→ EXERCISE: Pick out each line of the data below that contains the word "wrongly" and copy it. Uppercase and lowercase count as different.
*** MATERIAL FOR THIS TASK ***
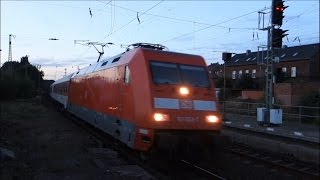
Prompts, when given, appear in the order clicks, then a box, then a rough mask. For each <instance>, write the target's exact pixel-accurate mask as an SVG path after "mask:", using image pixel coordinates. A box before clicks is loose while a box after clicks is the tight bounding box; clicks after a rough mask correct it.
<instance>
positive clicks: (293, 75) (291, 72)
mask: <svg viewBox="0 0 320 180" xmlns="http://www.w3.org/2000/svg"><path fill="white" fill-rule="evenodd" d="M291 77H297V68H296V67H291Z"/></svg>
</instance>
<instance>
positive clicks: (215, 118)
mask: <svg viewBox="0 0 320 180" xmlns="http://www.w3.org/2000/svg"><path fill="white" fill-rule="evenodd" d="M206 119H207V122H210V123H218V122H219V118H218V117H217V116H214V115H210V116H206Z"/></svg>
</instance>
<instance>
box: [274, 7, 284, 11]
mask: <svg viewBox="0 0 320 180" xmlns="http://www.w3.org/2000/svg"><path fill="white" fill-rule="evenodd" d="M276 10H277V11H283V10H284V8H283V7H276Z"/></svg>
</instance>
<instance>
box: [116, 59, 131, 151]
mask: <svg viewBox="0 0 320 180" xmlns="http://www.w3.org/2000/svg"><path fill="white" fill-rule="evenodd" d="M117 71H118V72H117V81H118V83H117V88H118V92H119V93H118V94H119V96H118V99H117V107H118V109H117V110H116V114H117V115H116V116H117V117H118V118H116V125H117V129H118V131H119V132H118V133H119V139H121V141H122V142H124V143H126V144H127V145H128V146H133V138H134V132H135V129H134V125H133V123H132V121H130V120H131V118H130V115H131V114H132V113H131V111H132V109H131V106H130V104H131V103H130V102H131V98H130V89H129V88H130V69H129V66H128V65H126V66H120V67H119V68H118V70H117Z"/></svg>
*** End of MATERIAL FOR THIS TASK ***
*** MATERIAL FOR THIS TASK ***
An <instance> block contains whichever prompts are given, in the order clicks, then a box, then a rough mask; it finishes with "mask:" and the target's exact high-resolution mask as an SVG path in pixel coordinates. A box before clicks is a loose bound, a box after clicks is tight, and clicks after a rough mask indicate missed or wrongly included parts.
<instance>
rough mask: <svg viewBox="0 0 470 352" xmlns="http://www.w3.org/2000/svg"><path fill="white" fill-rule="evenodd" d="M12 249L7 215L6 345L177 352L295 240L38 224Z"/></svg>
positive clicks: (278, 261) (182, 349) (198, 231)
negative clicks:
*** End of MATERIAL FOR THIS TASK ***
*** MATERIAL FOR THIS TASK ***
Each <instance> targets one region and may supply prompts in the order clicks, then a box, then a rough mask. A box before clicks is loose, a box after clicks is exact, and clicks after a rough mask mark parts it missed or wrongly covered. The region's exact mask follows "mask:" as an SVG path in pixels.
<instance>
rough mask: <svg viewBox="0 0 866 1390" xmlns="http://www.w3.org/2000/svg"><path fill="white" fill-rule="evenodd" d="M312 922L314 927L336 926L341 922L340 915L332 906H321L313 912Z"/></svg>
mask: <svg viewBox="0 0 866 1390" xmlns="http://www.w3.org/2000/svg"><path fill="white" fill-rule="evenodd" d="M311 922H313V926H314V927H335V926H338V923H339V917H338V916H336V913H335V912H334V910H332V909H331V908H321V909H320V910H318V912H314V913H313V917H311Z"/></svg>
*** End of MATERIAL FOR THIS TASK ***
→ EXERCISE RESULT:
An <instance> block contains whichever prompts are given, in the order clicks, then a box, then a rough mask; it finishes with "mask:" and the target's exact high-resolution mask as an SVG path in pixel coordinates. A box before clicks is a loose bound, a box after clicks is tight, and clicks after a rough mask indicate missed or wrongly included parts.
Each <instance> targets one region and may supply prompts in the order clicks, then a box, then a rough mask. A box before clicks is loose, a box after clicks is exact, and clicks after a rough mask mark parts it missed or wrongly covered. The region's exact mask follows "mask:" as an SVG path in pixels.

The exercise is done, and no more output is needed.